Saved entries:
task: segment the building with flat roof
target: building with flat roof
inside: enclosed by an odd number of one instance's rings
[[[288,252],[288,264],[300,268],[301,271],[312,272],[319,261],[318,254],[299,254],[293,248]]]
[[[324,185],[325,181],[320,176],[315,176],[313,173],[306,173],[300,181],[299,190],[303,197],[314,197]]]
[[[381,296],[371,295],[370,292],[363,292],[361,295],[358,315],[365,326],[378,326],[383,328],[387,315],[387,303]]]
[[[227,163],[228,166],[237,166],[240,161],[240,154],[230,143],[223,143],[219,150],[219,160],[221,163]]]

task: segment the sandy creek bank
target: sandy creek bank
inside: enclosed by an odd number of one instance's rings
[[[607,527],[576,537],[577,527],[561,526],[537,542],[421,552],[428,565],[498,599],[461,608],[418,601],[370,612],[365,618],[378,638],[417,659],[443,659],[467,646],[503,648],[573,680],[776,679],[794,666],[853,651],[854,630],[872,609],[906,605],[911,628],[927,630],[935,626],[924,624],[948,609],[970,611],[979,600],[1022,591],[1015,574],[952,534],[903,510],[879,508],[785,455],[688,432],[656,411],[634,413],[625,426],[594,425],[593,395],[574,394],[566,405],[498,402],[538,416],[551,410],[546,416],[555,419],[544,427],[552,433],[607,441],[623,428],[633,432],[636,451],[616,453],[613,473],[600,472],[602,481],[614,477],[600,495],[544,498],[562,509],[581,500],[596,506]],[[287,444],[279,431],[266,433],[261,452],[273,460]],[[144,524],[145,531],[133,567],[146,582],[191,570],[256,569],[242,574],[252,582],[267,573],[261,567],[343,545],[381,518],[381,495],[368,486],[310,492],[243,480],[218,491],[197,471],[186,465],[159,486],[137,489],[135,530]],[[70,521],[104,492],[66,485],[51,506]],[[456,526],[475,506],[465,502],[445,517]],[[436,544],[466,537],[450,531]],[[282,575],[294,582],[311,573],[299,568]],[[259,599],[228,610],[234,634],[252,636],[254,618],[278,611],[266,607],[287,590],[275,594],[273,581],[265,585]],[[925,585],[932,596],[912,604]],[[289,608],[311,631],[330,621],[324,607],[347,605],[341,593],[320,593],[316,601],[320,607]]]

## WHAT IS EXPECTED
Your answer should be the records themselves, returned word for word.

## ANSWER TO THIS TASK
task: segment the building with flat roof
target: building with flat roof
inside: enclosed by an odd number of one instance's rings
[[[288,252],[288,264],[300,268],[301,271],[312,272],[319,261],[318,254],[299,254],[293,248]]]
[[[324,185],[325,181],[320,176],[315,176],[313,173],[306,173],[300,181],[299,190],[303,197],[314,197]]]
[[[381,296],[371,295],[370,292],[363,292],[361,295],[358,315],[365,326],[378,326],[383,328],[387,315],[387,303]]]
[[[227,163],[228,166],[237,166],[240,161],[240,154],[230,143],[223,143],[219,150],[219,160],[221,163]]]

task: segment the sandy creek bank
target: sandy creek bank
inside: enclosed by an odd number of one instance's rings
[[[607,527],[576,537],[577,527],[561,526],[537,542],[421,552],[428,565],[498,599],[461,608],[418,601],[370,612],[365,618],[378,638],[417,659],[443,659],[467,646],[503,648],[573,680],[776,679],[794,666],[853,651],[854,630],[872,609],[906,605],[911,628],[927,630],[935,626],[924,624],[948,609],[970,611],[979,600],[1022,591],[1015,574],[952,534],[903,510],[879,508],[785,455],[688,432],[656,411],[634,413],[625,426],[594,425],[593,395],[574,394],[566,405],[498,402],[538,416],[551,410],[546,416],[555,419],[544,427],[552,433],[607,441],[623,428],[633,432],[636,451],[616,453],[613,473],[600,472],[602,481],[614,477],[600,495],[544,498],[562,509],[581,500],[596,506]],[[287,444],[279,431],[266,433],[261,452],[273,460]],[[144,524],[145,531],[133,567],[146,582],[191,570],[256,569],[242,574],[252,582],[267,573],[261,567],[343,545],[381,518],[381,495],[368,486],[310,492],[243,480],[218,491],[197,471],[186,465],[159,486],[137,489],[135,530]],[[70,521],[104,492],[66,485],[51,506]],[[456,526],[475,506],[465,502],[445,517]],[[436,544],[466,537],[450,531]],[[282,575],[294,582],[311,573],[299,568]],[[259,599],[228,610],[234,634],[252,636],[254,618],[278,611],[266,607],[287,590],[275,594],[273,581],[265,585]],[[925,585],[932,596],[912,604]],[[289,608],[311,631],[330,621],[324,607],[347,605],[341,593],[320,593],[316,601],[320,607]]]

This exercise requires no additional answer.